**Your goal**.
Please list every category in the airport authority's "minimum guidelines" for percentage rent in the Indianapolis airport concessions text below, along with the percentage given for each.

**Document text**.
▼
But the midfield terminal puts most of the concessions--55 percent of them--in the post-security gate areas.
In an era of tighter security, "typically, people wait until they get behind security to get food and go shopping," said Pauline Armbrust, CEO of Armbrust Aviation Group. The Palm Beach Gardens, Fla., company publishes Airport Revenue News.
"It's been a trend for a while, even before 9/11 and even more so now."
Some airports have taken the new paradigm to the extreme. Food, beverage and retail sales at Tulsa International Airport rose 27 percent after a terminal remodeling that moved 90 percent of concession space post-security, from 45 percent previously, according to The Tulsa World.
That mix is not ideal for Indianapolis, where the civic plaza and its 200-foot-in-diameter translucent dome will corral travelers before heading for their gates.
Besides concessions on the main floor of the plaza, an upper level circles overhead that will house restaurants. One clever design to draw them up is a semi-circular walkway on the east end of the upper floor. It allows visitors to view the city's skyline as well as aircraft on the ground and coming in for a landing.
"When you have the opportunity to start from the ground up, you have the opportunity to really think through the process," said Falatic, who has strived in the last several years to make do with an aging terminal.
The last major improvement to the current terminal was a revamping of its food court about four years ago.
More space, same tenant count
While the new terminal is a dramatic improvement over the old and much larger--1.2 million square feet vs. 673,000--it still will have only about 50 concessionaires.
The difference is that the midfield terminal should have a more diverse mix of concessions, Wise said. The reason is that it has half the number of concourses, so there's less need for several of the same kind of concessions. With two concourses, there could be two news/gift stores instead of four.
"Today, we have a lot more duplication," he added.
Just how much more the airport could generate in concession income is unclear, however. The income is crucial in helping the airport control rents and fees charged to airlines.
Wise said much will be determined by negotiations with concessionaires. In its solicitation package, the airport authority said typical rents are 15 percent to 25 percent of a concession's sales.
The authority's "minimum guidelines" are 8 percent for food and beverage, 12 percent for those selling alcohol, 15 percent for periodicals, and 8 percent for "other" retail.
The airport also collects a base rent for the space. The authority's minimum guidelines range from $35,000 annually for basic retail and food vendors to $150,00 for full-service restaurants with bars.
Last year, the airport collected $5.1 million in terminal rent alone.
"The authority anticipates actual [rents and percentage of gross sales] to exceed these levels," states the package for concessionaires.
Airport retailers operate in an environment much different from that of most retailers.
The airport is open 365 days a year and the average retailing day is at least 16 hours--sometimes 24 hours. That's an extra challenge for staffing, on top of a requirement that employees receive extra training about the airport and act as "ambassadors of the airport," as the authority puts it.
Passengers are in a hurry, making serving them "without sacrificing the quality of the product" difficult. Flight delays and cancellations can bring a crush of customers and require concessions to operate extended hours.
And that doesn't include the impact of further terrorist attacks that could again cripple the airline industry and, in turn, airport revenue.
But what price is too much "for superior visibility in a key market" that is a major center for the hospitality industry, "host to more convention attendees than St. Louis, Cincinnati and Pittsburgh combined"? asks the airport authority's invitation for proposals.
Not to mention that about two-thirds of the airport's passengers have household income greater than $60,000--about half are above $80,000.
"At the New Indianapolis Airport, your customers may be coming and going but you are in a destination location."
▲
Image-grounded pointing data
▼
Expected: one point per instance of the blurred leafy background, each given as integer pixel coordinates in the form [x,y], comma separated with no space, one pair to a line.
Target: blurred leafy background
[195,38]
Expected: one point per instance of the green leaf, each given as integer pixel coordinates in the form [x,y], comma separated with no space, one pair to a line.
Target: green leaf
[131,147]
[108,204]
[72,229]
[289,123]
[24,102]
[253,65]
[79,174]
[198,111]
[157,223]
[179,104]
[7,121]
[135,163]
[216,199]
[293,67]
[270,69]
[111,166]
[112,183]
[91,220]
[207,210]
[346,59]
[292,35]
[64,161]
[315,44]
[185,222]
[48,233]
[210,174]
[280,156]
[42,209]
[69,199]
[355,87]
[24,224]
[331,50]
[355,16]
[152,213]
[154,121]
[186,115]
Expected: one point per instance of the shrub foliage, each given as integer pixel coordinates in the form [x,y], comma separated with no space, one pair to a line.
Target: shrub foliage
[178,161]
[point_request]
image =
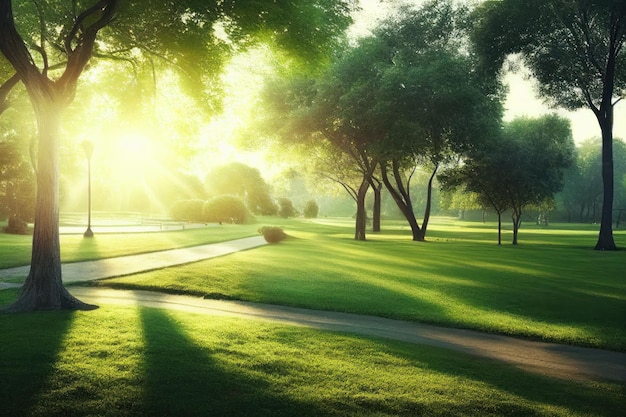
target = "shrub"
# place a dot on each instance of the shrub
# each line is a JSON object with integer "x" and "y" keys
{"x": 311, "y": 209}
{"x": 286, "y": 208}
{"x": 226, "y": 208}
{"x": 16, "y": 226}
{"x": 187, "y": 210}
{"x": 272, "y": 234}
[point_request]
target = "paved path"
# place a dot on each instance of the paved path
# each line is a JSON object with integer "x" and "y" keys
{"x": 560, "y": 361}
{"x": 131, "y": 264}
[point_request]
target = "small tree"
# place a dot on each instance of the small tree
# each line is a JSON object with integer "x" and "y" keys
{"x": 311, "y": 209}
{"x": 286, "y": 208}
{"x": 524, "y": 166}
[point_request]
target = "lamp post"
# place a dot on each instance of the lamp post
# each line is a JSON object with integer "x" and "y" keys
{"x": 88, "y": 148}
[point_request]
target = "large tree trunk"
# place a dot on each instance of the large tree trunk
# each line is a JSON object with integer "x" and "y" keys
{"x": 361, "y": 212}
{"x": 401, "y": 196}
{"x": 517, "y": 222}
{"x": 605, "y": 238}
{"x": 499, "y": 228}
{"x": 429, "y": 195}
{"x": 43, "y": 289}
{"x": 376, "y": 210}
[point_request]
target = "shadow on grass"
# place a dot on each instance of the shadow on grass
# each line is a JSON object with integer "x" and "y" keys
{"x": 29, "y": 350}
{"x": 597, "y": 399}
{"x": 182, "y": 379}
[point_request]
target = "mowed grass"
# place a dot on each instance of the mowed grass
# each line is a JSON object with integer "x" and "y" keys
{"x": 133, "y": 361}
{"x": 551, "y": 287}
{"x": 15, "y": 250}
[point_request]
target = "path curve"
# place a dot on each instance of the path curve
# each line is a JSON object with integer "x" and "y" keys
{"x": 560, "y": 361}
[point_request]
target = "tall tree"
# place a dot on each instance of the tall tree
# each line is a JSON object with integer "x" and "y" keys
{"x": 56, "y": 41}
{"x": 522, "y": 166}
{"x": 435, "y": 101}
{"x": 574, "y": 48}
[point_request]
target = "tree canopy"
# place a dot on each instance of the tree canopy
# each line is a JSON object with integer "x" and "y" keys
{"x": 574, "y": 49}
{"x": 50, "y": 44}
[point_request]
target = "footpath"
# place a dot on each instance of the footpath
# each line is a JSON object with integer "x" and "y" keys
{"x": 554, "y": 360}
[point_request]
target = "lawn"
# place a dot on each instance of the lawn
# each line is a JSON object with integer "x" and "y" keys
{"x": 132, "y": 361}
{"x": 16, "y": 250}
{"x": 551, "y": 287}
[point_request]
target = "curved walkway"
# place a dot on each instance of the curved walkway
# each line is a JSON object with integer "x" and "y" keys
{"x": 560, "y": 361}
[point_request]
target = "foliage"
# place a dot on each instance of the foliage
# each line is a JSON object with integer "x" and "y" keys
{"x": 187, "y": 210}
{"x": 311, "y": 209}
{"x": 17, "y": 183}
{"x": 523, "y": 166}
{"x": 50, "y": 46}
{"x": 575, "y": 51}
{"x": 286, "y": 208}
{"x": 245, "y": 182}
{"x": 16, "y": 226}
{"x": 226, "y": 209}
{"x": 273, "y": 234}
{"x": 581, "y": 198}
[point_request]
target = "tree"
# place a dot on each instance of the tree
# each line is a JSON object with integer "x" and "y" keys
{"x": 310, "y": 210}
{"x": 575, "y": 50}
{"x": 17, "y": 189}
{"x": 245, "y": 182}
{"x": 523, "y": 166}
{"x": 64, "y": 36}
{"x": 434, "y": 101}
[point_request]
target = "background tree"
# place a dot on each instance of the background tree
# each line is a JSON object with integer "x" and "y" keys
{"x": 523, "y": 166}
{"x": 432, "y": 99}
{"x": 17, "y": 184}
{"x": 575, "y": 50}
{"x": 62, "y": 41}
{"x": 244, "y": 182}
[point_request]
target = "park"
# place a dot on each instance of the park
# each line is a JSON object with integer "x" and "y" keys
{"x": 312, "y": 208}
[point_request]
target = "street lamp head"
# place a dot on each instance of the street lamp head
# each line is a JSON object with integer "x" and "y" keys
{"x": 88, "y": 148}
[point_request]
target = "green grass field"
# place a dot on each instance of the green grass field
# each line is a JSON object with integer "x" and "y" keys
{"x": 15, "y": 250}
{"x": 552, "y": 286}
{"x": 134, "y": 361}
{"x": 128, "y": 361}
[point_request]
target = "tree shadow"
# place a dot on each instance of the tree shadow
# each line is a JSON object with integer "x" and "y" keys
{"x": 31, "y": 343}
{"x": 571, "y": 397}
{"x": 183, "y": 379}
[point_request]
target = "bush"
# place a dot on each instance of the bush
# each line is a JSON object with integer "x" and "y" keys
{"x": 187, "y": 210}
{"x": 311, "y": 209}
{"x": 16, "y": 226}
{"x": 226, "y": 208}
{"x": 272, "y": 234}
{"x": 286, "y": 208}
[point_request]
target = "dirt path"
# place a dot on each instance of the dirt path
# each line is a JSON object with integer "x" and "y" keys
{"x": 560, "y": 361}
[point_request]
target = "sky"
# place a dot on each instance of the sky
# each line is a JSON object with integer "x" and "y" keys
{"x": 522, "y": 99}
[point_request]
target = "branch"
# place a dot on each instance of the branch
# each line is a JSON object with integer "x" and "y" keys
{"x": 80, "y": 55}
{"x": 5, "y": 89}
{"x": 13, "y": 48}
{"x": 41, "y": 48}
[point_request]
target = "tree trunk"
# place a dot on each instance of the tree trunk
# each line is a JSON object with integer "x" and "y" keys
{"x": 403, "y": 201}
{"x": 43, "y": 289}
{"x": 361, "y": 212}
{"x": 605, "y": 238}
{"x": 499, "y": 228}
{"x": 517, "y": 221}
{"x": 377, "y": 207}
{"x": 429, "y": 195}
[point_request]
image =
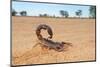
▲
**Solution to the exercise**.
- Food and beverage: 8 percent
- Those selling alcohol: 12 percent
- Periodicals: 15 percent
- "Other" retail: 8 percent